### Text excerpt
Usually, when a person states, “I was not read my rights!” they are referring to their Miranda Warnings/Rights. Miranda Warnings protect people from being compelled in any criminal case to be a witness against themselves. The Miranda Warnings/Rights are: (1) You have the right to remain silent; (2) Anything you say can and will be used against you in court; (3) You have the right to consult with an attorney and have an attorney present during questioning; and (4) If you cannot afford an attorney, one will be provided to you before questioning at no cost to you.
However, many people misunderstand when a peace officer is required to give them Miranda Warnings. A suspect is only accorded Miranda protections during a custodial interrogation. Both elements (i.e., custody and interrogation) must be present before the peace officer is required to give Miranda Warnings. That means peace officers are not required to give Miranda Warnings when they are still in the investigatory stage. For instance, a peace officer is not required to give Miranda Warnings when he asks a person suspected of driving under the influence if they have been drinking or asks them to conduct field sobriety tests. This is because the peace officer is still trying to ascertain whether a crime has been committed (i.e., The Investigatory Stage).
That said, in Utah, a person is in custody when an individual’s freedom of action is curtailed to a degree associated with a formal arrest. The inquiry is objective, and a person may understand himself to be in custody based either on physical evidence or on the nature of the peace officer’s instructions and questions. Utah Courts have set out a five-factor test to determine when a person is in custody for the purpose of Miranda protections. They are: (1) the site of the interrogation; (2) whether the investigation focused on the accused; (3) whether the objective indicia of arrest were present; (4) the length and form of the interrogation; and (5) whether the accused came to the place of interrogation freely and willingly.
In Utah, after it has been determined that the accused was in custody, the court must decide whether the accused’s incriminating statement was the product of interrogation. Interrogation is either express questioning by the peace officers or its functional equivalent. And, it incorporates any words or actions on the part of the peace officers that they should have known were reasonably likely to elicit an incriminating response.
There are many Utah cases that have interpreted custodial interrogation and when Miranda Warnings are required to be given by peace officers. In Salt Lake City v. Carner, 664 P.2d 1168 (1983) and Salt Lake City v. Gallegos, 2009 UT 42, the Utah Supreme Court explains the circumstances in which a peace officer is required to give Miranda Warnings.
In Carner, the Utah Supreme Court held that the defendant was not in custody, or otherwise significantly deprived of his freedom. Nor did custody compel the defendant to take field sobriety tests. Defendant was requested and he agreed, both verbally and by his attempts at compliance, to perform the field sobriety tests. Therefore, the defendant was not compelled to give evidence against himself.
The relevant facts in Carner are as follows: The peace officer observed defendant’s vehicle cross the center line of the street three separate times while traveling approximately one block; After defendant’s vehicle made a sweeping left turn, the peace officer pulled defendant over; Upon approaching defendant’s vehicle, the peace officer smelled an odor of alcohol coming from the vehicle’s interior; While speaking with the defendant, the peace officer noticed that defendant’s speech was slurred; The peace officer asked the defendant to get out of the vehicle and requested that defendant perform field sobriety tests; The defendant verbally agreed to perform the field sobriety tests; The peace officer instructed defendant on how to perform the heel-to-toe test, the finger count test, the hand slap test, and the balance test; the defendant attempted to comply with the field sobriety tests; However, the defendant was unable to effectively perform any of the field sobriety tests; and, Based upon the peace officer’s observations of the driving pattern, field sobriety tests, the odor, and defendant’s speech, the peace officer formed the opinion that the defendant was intoxicated to the point that it impaired his ability to drive and arrested him for driving under the influence.

### Exercise tasks
a - In the text on Miranda Warnings, which two elements must both be present before a peace officer is required to give Miranda Warnings?
b - Print the passage of the text on Miranda Warnings, everything from "Usually, when a" down to "cost to you.", with no changes.
c - Proceed with the text on Miranda Warnings in Utah, picking up right after its final sentence.

Region labeling records:
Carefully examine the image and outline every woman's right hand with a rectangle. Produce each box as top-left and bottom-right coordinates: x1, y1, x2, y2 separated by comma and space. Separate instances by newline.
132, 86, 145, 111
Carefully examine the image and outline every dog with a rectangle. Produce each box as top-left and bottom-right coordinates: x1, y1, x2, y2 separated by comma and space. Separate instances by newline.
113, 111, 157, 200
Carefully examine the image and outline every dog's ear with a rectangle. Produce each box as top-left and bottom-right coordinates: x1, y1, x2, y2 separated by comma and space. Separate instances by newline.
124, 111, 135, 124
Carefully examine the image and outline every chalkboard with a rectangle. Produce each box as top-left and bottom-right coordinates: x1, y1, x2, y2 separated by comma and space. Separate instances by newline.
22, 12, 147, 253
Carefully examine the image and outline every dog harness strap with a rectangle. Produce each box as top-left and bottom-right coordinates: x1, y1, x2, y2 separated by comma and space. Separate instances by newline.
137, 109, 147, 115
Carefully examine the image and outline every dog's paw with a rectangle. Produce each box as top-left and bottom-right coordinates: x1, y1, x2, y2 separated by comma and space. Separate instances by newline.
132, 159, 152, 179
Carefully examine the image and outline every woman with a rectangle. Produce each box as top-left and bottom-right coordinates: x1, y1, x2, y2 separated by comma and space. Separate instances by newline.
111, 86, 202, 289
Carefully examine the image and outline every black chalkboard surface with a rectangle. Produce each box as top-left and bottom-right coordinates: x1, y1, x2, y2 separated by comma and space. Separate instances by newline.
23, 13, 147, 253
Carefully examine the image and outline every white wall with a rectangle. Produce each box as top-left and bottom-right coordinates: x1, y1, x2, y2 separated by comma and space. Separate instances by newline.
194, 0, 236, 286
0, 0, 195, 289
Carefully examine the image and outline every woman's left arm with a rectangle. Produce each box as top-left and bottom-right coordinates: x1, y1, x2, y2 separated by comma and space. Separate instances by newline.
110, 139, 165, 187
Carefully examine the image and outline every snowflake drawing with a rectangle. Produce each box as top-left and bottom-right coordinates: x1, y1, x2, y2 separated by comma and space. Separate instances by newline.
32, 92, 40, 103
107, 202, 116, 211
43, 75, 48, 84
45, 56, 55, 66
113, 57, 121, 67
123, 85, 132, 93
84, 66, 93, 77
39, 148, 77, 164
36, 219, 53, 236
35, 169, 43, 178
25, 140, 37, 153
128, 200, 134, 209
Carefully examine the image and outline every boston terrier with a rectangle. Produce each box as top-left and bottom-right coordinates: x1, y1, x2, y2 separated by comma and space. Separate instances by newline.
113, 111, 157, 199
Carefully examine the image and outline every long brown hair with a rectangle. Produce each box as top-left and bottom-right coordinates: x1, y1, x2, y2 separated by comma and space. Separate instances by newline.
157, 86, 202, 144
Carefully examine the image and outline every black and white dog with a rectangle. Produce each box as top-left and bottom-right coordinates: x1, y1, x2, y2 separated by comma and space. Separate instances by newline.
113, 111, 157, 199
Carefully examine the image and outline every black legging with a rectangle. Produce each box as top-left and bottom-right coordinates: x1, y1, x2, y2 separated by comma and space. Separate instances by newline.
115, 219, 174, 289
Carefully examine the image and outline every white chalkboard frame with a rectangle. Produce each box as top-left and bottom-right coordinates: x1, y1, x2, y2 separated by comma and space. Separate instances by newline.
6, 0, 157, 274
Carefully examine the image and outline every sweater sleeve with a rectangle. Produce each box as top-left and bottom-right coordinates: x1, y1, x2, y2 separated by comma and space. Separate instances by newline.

### Solved tasks
a - Custody and interrogation.

b -
Usually, when a person states, “I was not read my rights!” they are referring to their Miranda Warnings/Rights. Miranda Warnings protect people from being compelled in any criminal case to be a witness against themselves. The Miranda Warnings/Rights are: (1) You have the right to remain silent; (2) Anything you say can and will be used against you in court; (3) You have the right to consult with an attorney and have an attorney present during questioning; and (4) If you cannot afford an attorney, one will be provided to you before questioning at no cost to you.

c -
The Court reasoned that field sobriety tests were requested and taken on a public street. Moreover, no indicia of arrest such as readied handcuffs, locked doors, or draw guns were present when the peace officer asked the defendant to perform the field sobriety tests. Also, the field sobriety tests only took minutes, a relatively short period of time. These factors do not suggest a custodial setting.
Additionally, the peace officer was still in the investigatory stage when he asked the defendant to perform the field sobriety tests. If the defendant’s ability to operate a vehicle had not been impaired or was impaired for a reason other than being under the influence, there may have been no crime committed. Therefore, when the peace officer requested that the defendant take the field sobriety tests, he was continuing to ascertain whether a crime had been committed at all. As soon as the peace officer determined that defendant’s driving appeared to be impaired due to alcohol, he did arrest him. Until that time the peace officer was entitled to investigate circumstances at the scene without giving the defendant a Miranda Warning.
In Gallegos, the Utah Supreme Court held that the defendant was in custody at the time he made statements to the peace officer, and that the defendant was interrogated for the purposes of Miranda.
The relevant facts in Gallegos are as follows: Defendant engaged in an online chat with an undercover peace officer; The peace officer represented to the defendant that she was underage; Despite this, defendant agreed to meet with the undercover peace officer to engage in a sexual relationship; After obtaining a photograph of defendant six peace officers went to defendant’s home; The defendant’s wife informed the peace officers that defendant had moved out and gave them his current address; Defendant’s wife told defendant that the peace officers were looking for him; Defendant contacted the peace officers and agreed to meet them at the clubhouse of his apartment complex; When defendant arrived at the clubhouse the peace officers directed him where to park, and an SUV and a police vehicle pulled in directly behind him with their lights flashing; The peace officers then instructed defendant to get out of his car while keeping his hands visible, and began to surround him; Some of the peace officers had police vests on, while others simply wore badges around their necks; After the peace officers patted defendant down for weapons, defendant placed his car keys and other items inside the car; The peace officers then asked defendant for his computer; Defendant told the peace officers that he had thrown the computer out at a friend’s garbage can; and at this point, a peace officer read defendant his Miranda rights, and defendant invoked his right to remain silent and his right to an attorney.
As to custody, the Court reasoned that places that are confined or isolated are more likely to indicate custody than those that are public and open. In this case, defendant requested to meet the peace officers at the clubhouse of his apartment building and that he went voluntarily. At first blush, this suggests a public environment, which weighs against a finding of custody. However, the peace officers pulled their cars directly behind the defendant with the flashing lights on, the location transformed from one of a public and open nature to one of confinement. Moreover, while the apartment clubhouse may be a public place during the day, at four o’clock in the morning it takes on an isolated character.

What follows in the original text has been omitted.